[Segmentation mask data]

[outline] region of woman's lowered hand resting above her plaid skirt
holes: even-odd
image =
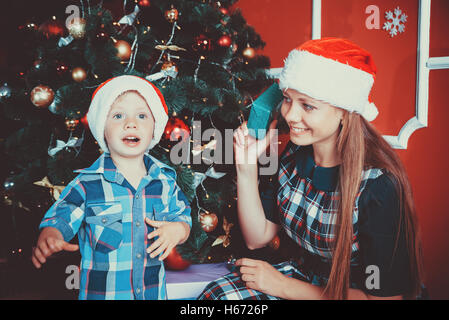
[[[275,297],[282,297],[284,283],[287,279],[271,264],[261,260],[242,258],[235,262],[240,266],[242,280],[248,288],[254,289]]]

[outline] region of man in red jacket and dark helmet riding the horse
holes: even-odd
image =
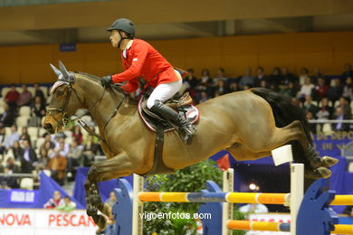
[[[116,20],[107,31],[111,33],[112,46],[122,51],[125,71],[104,76],[101,84],[105,86],[128,81],[121,88],[130,93],[138,89],[138,78],[146,80],[148,85],[154,88],[147,101],[148,109],[176,126],[183,141],[190,144],[192,136],[196,133],[195,127],[179,116],[173,108],[163,104],[182,87],[180,73],[148,42],[135,39],[135,25],[129,19]]]

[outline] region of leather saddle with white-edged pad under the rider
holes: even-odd
[[[157,132],[157,126],[161,127],[164,132],[175,130],[176,127],[147,108],[148,97],[148,94],[144,94],[138,99],[138,114],[145,125],[155,132]],[[200,112],[192,105],[192,102],[193,99],[190,97],[189,93],[186,92],[180,99],[169,99],[165,104],[176,110],[176,112],[186,118],[189,123],[195,124],[200,118]]]

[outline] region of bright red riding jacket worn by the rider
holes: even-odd
[[[122,86],[126,92],[138,89],[138,78],[156,88],[162,83],[178,80],[173,66],[148,42],[134,39],[131,46],[121,53],[123,72],[112,76],[114,83],[128,82]]]

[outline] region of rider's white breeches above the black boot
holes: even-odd
[[[176,73],[178,73],[176,71]],[[179,80],[159,84],[151,93],[148,98],[147,107],[148,109],[152,108],[155,105],[155,100],[159,100],[161,102],[166,101],[167,99],[171,99],[174,97],[177,91],[181,89],[183,85],[183,80],[181,79],[180,74],[177,74],[180,78]]]

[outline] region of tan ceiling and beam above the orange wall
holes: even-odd
[[[107,42],[105,29],[119,17],[146,40],[353,31],[349,0],[11,1],[0,0],[0,45]]]

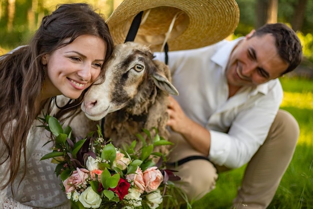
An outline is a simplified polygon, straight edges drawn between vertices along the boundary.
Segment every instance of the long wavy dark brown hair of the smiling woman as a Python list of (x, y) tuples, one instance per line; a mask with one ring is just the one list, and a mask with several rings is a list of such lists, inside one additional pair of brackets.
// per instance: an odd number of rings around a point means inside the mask
[[(72, 43), (81, 35), (102, 38), (106, 43), (105, 62), (109, 59), (113, 41), (108, 27), (103, 16), (94, 12), (88, 4), (58, 5), (51, 15), (42, 19), (29, 45), (0, 57), (0, 164), (8, 161), (9, 173), (2, 187), (13, 183), (22, 156), (26, 160), (26, 138), (38, 114), (34, 104), (44, 82), (41, 57)], [(103, 70), (101, 75), (104, 75)], [(74, 109), (80, 104), (84, 92), (64, 109)], [(41, 108), (44, 106), (40, 105)]]

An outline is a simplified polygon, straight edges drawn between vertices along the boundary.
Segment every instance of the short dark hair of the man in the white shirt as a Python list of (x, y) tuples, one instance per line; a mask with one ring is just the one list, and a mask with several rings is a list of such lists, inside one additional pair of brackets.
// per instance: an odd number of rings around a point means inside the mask
[(282, 73), (294, 70), (302, 60), (302, 46), (296, 33), (282, 23), (265, 24), (258, 28), (253, 36), (271, 34), (275, 38), (275, 45), (279, 56), (288, 63), (288, 68)]

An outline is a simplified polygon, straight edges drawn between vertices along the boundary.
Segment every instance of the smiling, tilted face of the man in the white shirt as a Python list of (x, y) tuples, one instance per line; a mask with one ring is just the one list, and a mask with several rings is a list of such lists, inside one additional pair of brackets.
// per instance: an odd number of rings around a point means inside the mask
[(256, 86), (281, 76), (288, 67), (277, 53), (272, 35), (252, 36), (253, 33), (241, 40), (230, 54), (226, 67), (229, 86)]

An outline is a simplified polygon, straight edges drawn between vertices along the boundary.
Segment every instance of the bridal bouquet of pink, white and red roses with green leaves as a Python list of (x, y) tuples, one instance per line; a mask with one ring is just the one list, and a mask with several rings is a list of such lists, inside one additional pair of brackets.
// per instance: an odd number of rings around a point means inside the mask
[[(51, 132), (54, 147), (41, 160), (52, 158), (55, 173), (72, 207), (76, 208), (156, 208), (162, 203), (165, 189), (180, 179), (172, 170), (164, 169), (165, 157), (153, 152), (154, 146), (170, 142), (156, 135), (150, 142), (142, 136), (125, 150), (114, 147), (102, 137), (90, 133), (85, 138), (71, 137), (69, 126), (62, 128), (58, 120), (45, 115), (46, 130)], [(156, 162), (156, 163), (155, 163)]]

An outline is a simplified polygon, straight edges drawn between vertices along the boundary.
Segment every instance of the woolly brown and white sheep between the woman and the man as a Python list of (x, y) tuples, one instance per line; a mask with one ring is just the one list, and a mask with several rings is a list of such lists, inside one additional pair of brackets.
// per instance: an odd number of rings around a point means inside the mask
[[(143, 128), (154, 137), (155, 127), (166, 139), (168, 95), (178, 95), (170, 79), (167, 65), (153, 60), (147, 46), (134, 42), (119, 44), (107, 63), (105, 80), (98, 80), (91, 86), (81, 110), (90, 120), (100, 123), (105, 119), (104, 136), (111, 138), (117, 147), (137, 140), (137, 133), (145, 136)], [(76, 135), (78, 131), (79, 127)]]

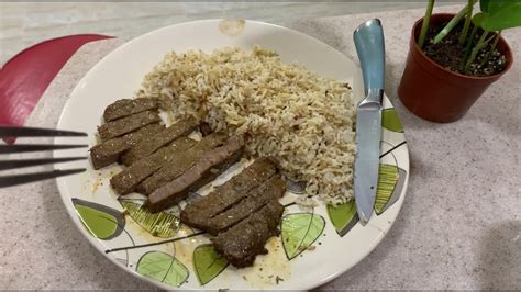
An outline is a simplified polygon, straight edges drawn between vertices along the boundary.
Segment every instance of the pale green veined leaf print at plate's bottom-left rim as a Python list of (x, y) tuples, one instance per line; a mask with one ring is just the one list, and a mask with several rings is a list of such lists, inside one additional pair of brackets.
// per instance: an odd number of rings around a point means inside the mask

▸ **What to produce**: I need every line of the data that has the word "riding"; please list them.

▸ **Response to the exercise**:
[outline] region of man in red jacket and dark helmet riding the horse
[outline] region of bright red riding jacket worn by the rider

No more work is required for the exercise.